- **Artikel**
Kalau kita bertanya bagaimana konkretnya moralitas tuan itu, apa artinya sikap-sikap seperti ”luhur” dan ”mulia”, Nietzsche tidak banyak membantu. Apakah moralitas tuan lebih dari kebencian terhadap yang lemah (dan andaikata demikian, moralitas tuanlah moralitas yang berdasarkan sentimen!)? Yang jelas, Nietzsche berfokus pada nilai-nilai vital, insting, pengembangan diri, dan keberanian untuk mengikuti kepentingannya sendiri. Moralitas tuan akan melahirkan manusia super. Namun, seperti gagasan manusia super itu sendiri tinggal verbal, begitu pula moralitas tuan tidak diuraikan. 

5. Kalau dilihat secara teoretis, paham moralitas Nietzsche merupakan contoh jelas RELATIVISME MORAL yang NORMATIF. Nietzsche menolak secara eksplisit anggapan bahwa norma-norma moral berlaku mutlak dan universal. Setiap golongan orang mempunyai moralitasnya sendiri, entah moralitas tuan, entah moralitas budak. Karena moralitas tuan berarti bahwa manusia mewujudkan sendiri nilai-nilanya, maka memang tidak ada moralitas universal.

Entri data tersimpan
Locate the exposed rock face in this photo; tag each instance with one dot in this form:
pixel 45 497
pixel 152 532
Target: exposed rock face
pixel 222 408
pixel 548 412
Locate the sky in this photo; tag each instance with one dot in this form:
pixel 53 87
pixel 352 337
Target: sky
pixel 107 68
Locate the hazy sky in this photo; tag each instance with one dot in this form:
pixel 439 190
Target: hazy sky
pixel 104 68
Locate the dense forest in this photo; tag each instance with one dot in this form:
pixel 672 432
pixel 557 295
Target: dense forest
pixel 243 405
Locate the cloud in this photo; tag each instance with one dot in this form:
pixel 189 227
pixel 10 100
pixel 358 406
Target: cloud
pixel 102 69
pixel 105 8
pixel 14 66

...

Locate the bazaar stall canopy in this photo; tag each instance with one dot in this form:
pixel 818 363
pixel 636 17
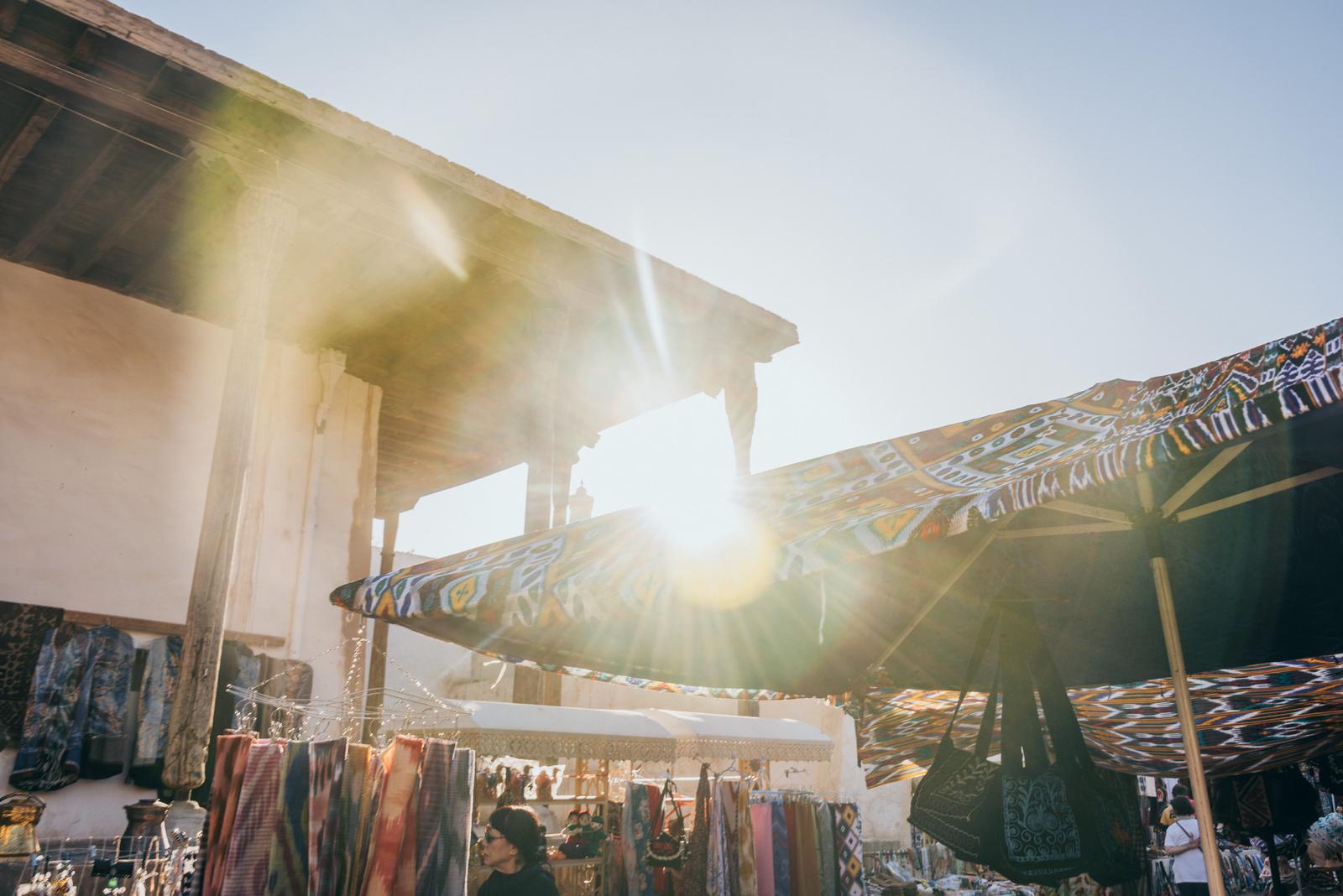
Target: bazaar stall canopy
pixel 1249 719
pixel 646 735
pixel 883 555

* * *

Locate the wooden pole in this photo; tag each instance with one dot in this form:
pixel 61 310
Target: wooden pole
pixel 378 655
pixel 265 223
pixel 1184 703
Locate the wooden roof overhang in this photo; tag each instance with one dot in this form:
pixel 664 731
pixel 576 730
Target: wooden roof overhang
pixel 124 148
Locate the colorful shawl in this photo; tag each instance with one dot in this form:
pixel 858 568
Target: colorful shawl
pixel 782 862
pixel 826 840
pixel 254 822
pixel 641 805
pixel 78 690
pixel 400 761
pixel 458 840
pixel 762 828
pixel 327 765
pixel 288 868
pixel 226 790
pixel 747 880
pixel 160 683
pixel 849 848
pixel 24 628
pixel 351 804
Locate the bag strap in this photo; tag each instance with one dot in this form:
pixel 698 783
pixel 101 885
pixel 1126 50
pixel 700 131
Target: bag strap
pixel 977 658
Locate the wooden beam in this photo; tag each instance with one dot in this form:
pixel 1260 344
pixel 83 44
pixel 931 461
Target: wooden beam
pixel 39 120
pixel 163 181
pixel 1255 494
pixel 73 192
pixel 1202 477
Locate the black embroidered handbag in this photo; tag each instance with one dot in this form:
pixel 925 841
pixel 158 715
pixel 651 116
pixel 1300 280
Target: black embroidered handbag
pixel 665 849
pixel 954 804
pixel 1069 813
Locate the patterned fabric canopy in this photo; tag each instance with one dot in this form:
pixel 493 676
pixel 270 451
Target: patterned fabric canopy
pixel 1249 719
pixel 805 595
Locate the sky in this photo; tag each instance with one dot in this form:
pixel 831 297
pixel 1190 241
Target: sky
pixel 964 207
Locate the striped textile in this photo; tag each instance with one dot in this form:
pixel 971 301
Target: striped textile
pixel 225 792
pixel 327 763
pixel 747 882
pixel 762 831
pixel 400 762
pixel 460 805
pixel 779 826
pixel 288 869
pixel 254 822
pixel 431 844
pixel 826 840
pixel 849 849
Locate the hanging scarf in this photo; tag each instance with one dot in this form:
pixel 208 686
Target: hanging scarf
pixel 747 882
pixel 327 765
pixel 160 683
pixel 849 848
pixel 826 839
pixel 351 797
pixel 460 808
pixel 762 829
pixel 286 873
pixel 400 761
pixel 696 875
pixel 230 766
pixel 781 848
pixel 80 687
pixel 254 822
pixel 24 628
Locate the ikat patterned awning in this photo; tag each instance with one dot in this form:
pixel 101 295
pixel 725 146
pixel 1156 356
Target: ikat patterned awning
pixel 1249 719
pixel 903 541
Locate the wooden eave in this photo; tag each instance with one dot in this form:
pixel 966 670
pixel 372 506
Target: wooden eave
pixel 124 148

- **Daftar Tugas**
A. Tulis ulang bagian artikel tentang moralitas Nietzsche dari "5. Kalau dilihat" sampai "ada moralitas universal.", dengan menukar "moralitas budak" menjadi "moralitas hamba".
B. Ringkas artikel tentang moralitas Nietzsche dalam dua kalimat.
Baris-baris data ini tidak diperlukan.

- **Jawaban per Tugas**
A.
5. Kalau dilihat secara teoretis, paham moralitas Nietzsche merupakan contoh jelas RELATIVISME MORAL yang NORMATIF. Nietzsche menolak secara eksplisit anggapan bahwa norma-norma moral berlaku mutlak dan universal. Setiap golongan orang mempunyai moralitasnya sendiri, entah moralitas tuan, entah moralitas hamba. Karena moralitas tuan berarti bahwa manusia mewujudkan sendiri nilai-nilanya, maka memang tidak ada moralitas universal.

B. Nietzsche berfokus pada nilai-nilai vital, insting, pengembangan diri, dan keberanian mengikuti kepentingan sendiri, tetapi tidak menguraikan secara konkret moralitas tuan yang menurutnya akan melahirkan manusia super. Secara teoretis, pahamnya merupakan relativisme moral yang normatif karena ia menolak anggapan bahwa norma moral berlaku mutlak dan universal, dan setiap golongan orang mempunyai moralitasnya sendiri, entah moralitas tuan, entah moralitas budak.